__EXERCISE GOAL__:
All of the records below need to be written out exactly, but without the pictures.

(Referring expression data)
····················
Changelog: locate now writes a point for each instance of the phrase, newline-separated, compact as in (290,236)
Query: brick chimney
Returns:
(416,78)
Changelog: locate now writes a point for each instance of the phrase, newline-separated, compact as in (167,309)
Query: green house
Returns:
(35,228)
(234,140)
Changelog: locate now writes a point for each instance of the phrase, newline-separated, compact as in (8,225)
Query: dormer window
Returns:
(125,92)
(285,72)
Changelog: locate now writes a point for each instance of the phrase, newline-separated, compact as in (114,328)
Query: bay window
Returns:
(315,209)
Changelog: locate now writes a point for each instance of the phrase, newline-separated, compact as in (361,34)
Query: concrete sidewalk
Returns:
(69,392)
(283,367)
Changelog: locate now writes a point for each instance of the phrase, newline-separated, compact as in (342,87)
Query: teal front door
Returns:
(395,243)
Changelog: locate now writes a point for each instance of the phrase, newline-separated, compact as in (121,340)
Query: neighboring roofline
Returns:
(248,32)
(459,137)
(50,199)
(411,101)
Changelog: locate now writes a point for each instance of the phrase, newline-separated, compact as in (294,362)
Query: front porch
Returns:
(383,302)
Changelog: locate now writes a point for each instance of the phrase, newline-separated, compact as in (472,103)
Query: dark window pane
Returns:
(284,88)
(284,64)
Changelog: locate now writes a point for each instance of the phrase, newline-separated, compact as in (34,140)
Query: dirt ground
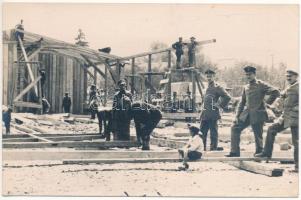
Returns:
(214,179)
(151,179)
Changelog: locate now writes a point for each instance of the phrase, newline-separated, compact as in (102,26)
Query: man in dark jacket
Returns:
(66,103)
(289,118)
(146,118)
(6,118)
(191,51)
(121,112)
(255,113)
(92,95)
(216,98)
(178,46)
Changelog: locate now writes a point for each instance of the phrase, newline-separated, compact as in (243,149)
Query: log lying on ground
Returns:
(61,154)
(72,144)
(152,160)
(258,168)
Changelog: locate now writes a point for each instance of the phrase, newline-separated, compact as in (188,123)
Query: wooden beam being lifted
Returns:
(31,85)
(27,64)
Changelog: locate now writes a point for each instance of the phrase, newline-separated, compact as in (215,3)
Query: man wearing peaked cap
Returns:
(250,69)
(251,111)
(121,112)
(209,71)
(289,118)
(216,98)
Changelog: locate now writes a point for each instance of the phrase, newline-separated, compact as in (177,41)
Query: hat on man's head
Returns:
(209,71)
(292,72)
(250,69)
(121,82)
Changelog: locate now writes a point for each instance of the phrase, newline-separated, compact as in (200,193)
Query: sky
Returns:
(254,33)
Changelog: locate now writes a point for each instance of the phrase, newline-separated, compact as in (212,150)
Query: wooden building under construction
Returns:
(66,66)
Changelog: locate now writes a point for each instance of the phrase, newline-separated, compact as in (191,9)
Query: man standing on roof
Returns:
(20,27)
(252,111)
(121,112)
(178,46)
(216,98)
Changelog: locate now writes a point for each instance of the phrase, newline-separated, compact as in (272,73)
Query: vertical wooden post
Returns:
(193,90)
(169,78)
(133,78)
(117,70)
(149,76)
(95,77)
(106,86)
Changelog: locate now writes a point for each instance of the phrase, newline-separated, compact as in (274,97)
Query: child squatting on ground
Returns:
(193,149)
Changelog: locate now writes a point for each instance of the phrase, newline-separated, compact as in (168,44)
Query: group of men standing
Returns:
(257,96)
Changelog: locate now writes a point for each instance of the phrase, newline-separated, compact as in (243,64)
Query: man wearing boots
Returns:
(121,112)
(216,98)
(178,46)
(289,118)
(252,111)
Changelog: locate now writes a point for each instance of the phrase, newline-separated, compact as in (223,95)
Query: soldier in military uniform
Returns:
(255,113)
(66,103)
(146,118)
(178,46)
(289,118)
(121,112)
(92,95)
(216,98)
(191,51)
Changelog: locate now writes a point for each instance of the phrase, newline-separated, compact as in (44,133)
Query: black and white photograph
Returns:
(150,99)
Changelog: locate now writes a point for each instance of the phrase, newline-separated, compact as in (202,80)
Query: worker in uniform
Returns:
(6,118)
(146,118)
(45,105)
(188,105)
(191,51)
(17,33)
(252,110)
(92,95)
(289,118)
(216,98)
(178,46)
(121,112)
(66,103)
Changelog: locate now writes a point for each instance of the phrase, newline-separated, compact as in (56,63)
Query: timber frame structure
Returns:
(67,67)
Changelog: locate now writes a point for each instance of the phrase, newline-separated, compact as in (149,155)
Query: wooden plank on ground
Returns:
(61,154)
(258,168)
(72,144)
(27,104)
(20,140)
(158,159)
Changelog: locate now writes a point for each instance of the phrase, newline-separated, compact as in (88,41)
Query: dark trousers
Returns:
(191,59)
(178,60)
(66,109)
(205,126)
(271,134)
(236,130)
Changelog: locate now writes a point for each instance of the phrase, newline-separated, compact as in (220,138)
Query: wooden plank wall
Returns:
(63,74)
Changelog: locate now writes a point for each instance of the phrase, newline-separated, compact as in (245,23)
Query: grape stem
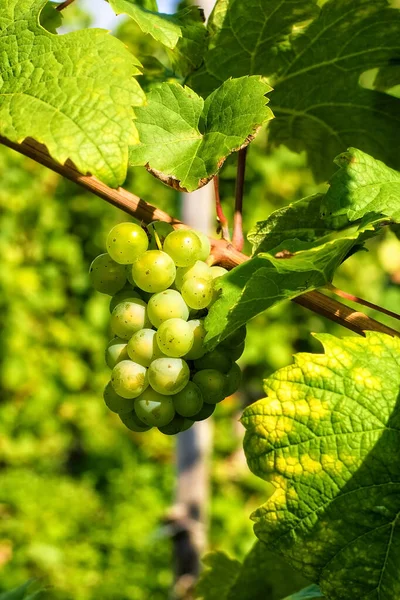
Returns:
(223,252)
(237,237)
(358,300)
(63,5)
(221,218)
····················
__RESULT FOR THIS EXERCISE__:
Changelog: locate now writes a point for each instance of the phrase, newline-separated, compact as in (290,236)
Query: brick chimney
Returns:
(416,78)
Changelog: locate now writes a point for each instance of the phrase, newline-separated, compact as in (167,309)
Query: green house
Returns:
(35,228)
(234,140)
Changelog: locate now writes a point for each instance of the phrase, newline-separated, compact as in (8,225)
Query: dormer window
Returns:
(125,92)
(285,72)
Changelog: locate now writes a point for each instance of the phrase, newline-separated, compact as in (114,328)
Query: bay window
Returns:
(315,209)
Changelog: locate now writes a point for each instance of the phrase, newline-separated, compact as in (361,34)
Query: concrete sidewalk
Returns:
(69,392)
(283,367)
Changelog: locate now writes a point for each instance of the phrase, newline-separated, compact as in (342,87)
Query: teal front door
Returns:
(395,243)
Changelog: locate now writes a point for each instance of the phrase, newline-separated, compact as in (121,340)
Query: neighboring roofline
Returns:
(248,32)
(459,137)
(50,199)
(411,101)
Changelog: locate now writes a point for each instance of the phrase, newline-separated, compact as in (294,362)
Query: front porch
Returns:
(383,302)
Changelog: locate now writes a point for each instance of the phrase, newline-separated, compact as in (472,103)
Query: dark window pane
Returns:
(284,88)
(284,64)
Changelog: locate now writes a point for each instance of the phrase, newline-separated, compact as in (34,140)
Query: dirt ground
Returns:
(214,179)
(151,179)
Changelog: locate now writes a point for each instance of the phrase, newline-separated, compact as in (102,26)
Query: man in dark jacket
Returns:
(66,103)
(289,118)
(146,118)
(6,118)
(191,51)
(121,112)
(255,113)
(92,95)
(216,98)
(178,46)
Changelog: locate now writes a point for each instance of the phrase, newline-separated, compact as in (243,149)
Query: log lying on ground
Returns:
(61,154)
(72,144)
(152,160)
(258,168)
Changelog: locate now writes a point for each instance of the phrase, newline-separated, compact as in (188,123)
Query: wooden beam being lifted
Returns:
(31,85)
(27,64)
Changelog: locate now writes a point for each instance of the phrase, newline-separated, compact as in (215,3)
Query: man wearing peaked cap
Returns:
(250,69)
(251,111)
(121,112)
(209,71)
(289,118)
(216,98)
Changelog: locate now writes a point for each instance of the phrase, newline-separated, compact as in (177,41)
Query: hat on man's head
Returns:
(209,71)
(292,72)
(250,69)
(121,82)
Changelog: locate now writes a point for each instance of the phrase, newline-separated, compact as in (200,193)
Query: sky
Returns:
(254,33)
Changelog: locate now writes a point for each instance of the phrase, newline-separated, compact as in (212,150)
Query: wooden building under construction
Returns:
(66,66)
Changelog: locate now writes a point for each instance of the phrase, newline-separated, compact as in (191,9)
Query: man standing on roof
Returns:
(20,27)
(252,111)
(121,112)
(178,46)
(216,98)
Changelog: locate now writes a point for each instance of the phrase, newline-separated, compact as in (272,73)
Query: vertical wooden post
Returns:
(193,90)
(169,78)
(133,78)
(117,70)
(149,76)
(95,77)
(106,86)
Changelog: locate now writes a point for each instance of the phrase, newline-separated, compact as in (274,97)
Query: child squatting on ground
Returns:
(193,149)
Changelog: locate now writes a point for each instance of the phrase, newline-separated, compact as in (168,44)
Query: group of men standing
Returns:
(257,96)
Changelog: locate now writes a point for each instance of the phrase, newline-separated, compact as in (243,64)
Query: man wearing boots
Returns:
(121,112)
(216,98)
(178,46)
(289,118)
(252,111)
Changelog: locate now writes a point for each instance of the phrase, newline-separated, compact as in (223,95)
Query: soldier in military uniform
Returns:
(255,113)
(66,103)
(146,118)
(178,46)
(289,118)
(121,112)
(92,95)
(216,98)
(191,51)
Changelog: locate now writes a point for each instance of the phrase, newline-separated, compact as in (44,133)
Query: black and white photograph
Returns:
(150,99)
Changelog: locate now writes a point for each instance of the phrase, newline-separated, compact as in (202,80)
Query: worker in uniform
Returns:
(6,118)
(146,118)
(45,105)
(188,105)
(191,51)
(17,33)
(252,110)
(92,95)
(289,118)
(216,98)
(178,46)
(121,112)
(66,103)
Changelog: locate now writes a point for each instance of the phrase, newline-separated, compact as in (56,63)
Query: timber frame structure
Returns:
(67,67)
Changelog: locate now writes a point for each instance of the phrase, newline-separated, compact as in (149,155)
Query: wooden plank on ground
Returns:
(61,154)
(258,168)
(72,144)
(27,104)
(20,140)
(158,159)
Changelog: locate now writes a point for each instance of the phrase, newline-separated, compact as in (88,41)
Query: dark trousers
Returns:
(191,59)
(178,60)
(66,109)
(205,126)
(271,134)
(236,130)
Changelog: locate now writes a point for each instance of the phrase, newline-separated, compact as in (220,138)
Query: wooden plank wall
Returns:
(63,74)
Changelog: locate now writes a point for each instance of the phrase, newline-separated, compact as in (245,23)
Query: grape stem
Returns:
(223,252)
(237,237)
(358,300)
(63,5)
(221,218)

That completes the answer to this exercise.